▶ Dataset items
◇ ◇ ◇
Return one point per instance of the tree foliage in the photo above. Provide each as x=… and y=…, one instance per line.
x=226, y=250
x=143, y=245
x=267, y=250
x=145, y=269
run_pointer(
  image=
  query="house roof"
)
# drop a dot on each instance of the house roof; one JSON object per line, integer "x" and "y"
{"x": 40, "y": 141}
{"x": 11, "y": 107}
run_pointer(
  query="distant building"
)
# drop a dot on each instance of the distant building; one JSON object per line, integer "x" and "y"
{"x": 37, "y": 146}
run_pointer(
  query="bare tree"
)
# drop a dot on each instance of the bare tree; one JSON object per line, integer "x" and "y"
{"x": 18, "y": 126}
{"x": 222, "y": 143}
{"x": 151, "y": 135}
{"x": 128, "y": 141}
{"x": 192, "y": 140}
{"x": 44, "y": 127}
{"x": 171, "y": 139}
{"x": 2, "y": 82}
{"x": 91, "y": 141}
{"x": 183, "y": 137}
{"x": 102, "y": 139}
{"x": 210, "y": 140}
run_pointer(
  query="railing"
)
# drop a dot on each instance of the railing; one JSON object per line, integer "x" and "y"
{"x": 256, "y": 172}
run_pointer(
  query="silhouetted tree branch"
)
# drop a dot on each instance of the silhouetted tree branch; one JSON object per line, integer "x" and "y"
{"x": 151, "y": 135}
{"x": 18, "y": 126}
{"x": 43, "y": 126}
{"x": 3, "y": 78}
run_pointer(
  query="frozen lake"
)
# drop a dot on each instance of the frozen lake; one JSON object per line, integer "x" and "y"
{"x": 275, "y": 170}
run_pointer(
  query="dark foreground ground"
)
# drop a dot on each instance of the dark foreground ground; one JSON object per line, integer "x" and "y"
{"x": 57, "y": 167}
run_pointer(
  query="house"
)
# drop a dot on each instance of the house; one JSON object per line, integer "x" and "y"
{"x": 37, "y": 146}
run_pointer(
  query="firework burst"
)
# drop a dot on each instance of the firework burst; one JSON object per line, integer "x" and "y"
◇ ◇ ◇
▶ The problem
Copy down the material exactly as written.

▶ Solution to the problem
Return one point per instance of the tree foliage in the photo above. Provide each as x=… and y=…, one instance per line.
x=226, y=250
x=143, y=245
x=267, y=250
x=145, y=269
run_pointer(
  image=
  query="house roof"
)
# drop a dot on each instance of the house roof; one JSON object per line, integer "x" and "y"
{"x": 40, "y": 141}
{"x": 11, "y": 107}
run_pointer(
  query="distant building"
)
# drop a dot on each instance of the distant building; one JSON object per line, integer "x" and "y"
{"x": 37, "y": 146}
run_pointer(
  query="bare tree"
)
# drop a dot on each instance of the bare tree; one JSON object per line, integer "x" and "y"
{"x": 18, "y": 126}
{"x": 222, "y": 143}
{"x": 151, "y": 135}
{"x": 128, "y": 141}
{"x": 192, "y": 140}
{"x": 44, "y": 127}
{"x": 171, "y": 139}
{"x": 2, "y": 82}
{"x": 91, "y": 141}
{"x": 183, "y": 137}
{"x": 102, "y": 139}
{"x": 210, "y": 140}
run_pointer(
  query="railing"
)
# drop a dot on each instance of the railing; one JSON object per line, integer "x" and "y"
{"x": 256, "y": 172}
run_pointer(
  query="silhouetted tree branch"
)
# drop a dot on each instance of the silhouetted tree branch; one JSON object per line, integer "x" and "y"
{"x": 151, "y": 135}
{"x": 18, "y": 126}
{"x": 43, "y": 126}
{"x": 3, "y": 78}
run_pointer(
  query="frozen lake"
)
# drop a dot on each instance of the frozen lake; one JSON object per line, integer "x" and "y"
{"x": 275, "y": 170}
run_pointer(
  query="dark foreground ground"
)
# drop a dot on each instance of the dark foreground ground; one JSON object per line, integer "x" and "y"
{"x": 57, "y": 167}
run_pointer(
  query="house"
)
# drop a dot on each instance of the house; one JSON object per line, integer "x" and "y"
{"x": 37, "y": 146}
run_pointer(
  query="firework burst"
)
# drop a dot on each instance of the firework burst; one JSON object per line, integer "x" and "y"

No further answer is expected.